### WORK TO COMPLETE
Please count the lines in the listing below that contain the string "beach", matching case exactly. Reply with the number alone.

### SUPPLIED ENTRIES
start

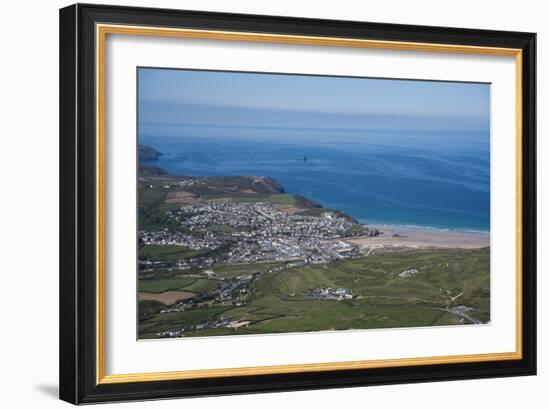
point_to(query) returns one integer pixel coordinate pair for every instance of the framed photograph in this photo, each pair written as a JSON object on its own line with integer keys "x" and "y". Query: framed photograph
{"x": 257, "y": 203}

end
start

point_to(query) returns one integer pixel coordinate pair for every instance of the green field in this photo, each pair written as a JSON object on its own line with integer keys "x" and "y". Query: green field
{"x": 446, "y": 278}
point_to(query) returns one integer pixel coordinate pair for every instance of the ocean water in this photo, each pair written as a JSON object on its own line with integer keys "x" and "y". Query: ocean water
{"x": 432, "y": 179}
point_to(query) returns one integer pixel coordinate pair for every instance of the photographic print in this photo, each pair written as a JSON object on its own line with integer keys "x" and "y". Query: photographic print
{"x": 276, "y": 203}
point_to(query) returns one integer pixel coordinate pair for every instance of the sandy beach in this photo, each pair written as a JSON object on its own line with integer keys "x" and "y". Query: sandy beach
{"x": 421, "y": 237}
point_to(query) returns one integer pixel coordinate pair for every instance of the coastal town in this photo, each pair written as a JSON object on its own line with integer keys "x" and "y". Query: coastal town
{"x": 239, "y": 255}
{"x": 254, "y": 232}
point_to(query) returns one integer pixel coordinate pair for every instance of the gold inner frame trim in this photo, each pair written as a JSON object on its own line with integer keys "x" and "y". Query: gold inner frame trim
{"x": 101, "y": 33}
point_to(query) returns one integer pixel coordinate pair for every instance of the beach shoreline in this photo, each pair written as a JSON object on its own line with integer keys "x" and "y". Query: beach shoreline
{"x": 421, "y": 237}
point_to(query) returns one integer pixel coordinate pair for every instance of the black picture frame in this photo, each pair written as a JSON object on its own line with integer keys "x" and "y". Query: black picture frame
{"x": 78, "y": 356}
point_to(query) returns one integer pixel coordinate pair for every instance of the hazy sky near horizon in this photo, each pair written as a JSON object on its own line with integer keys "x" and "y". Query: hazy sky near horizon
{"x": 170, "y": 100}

end

### OUTPUT FOR THIS TASK
2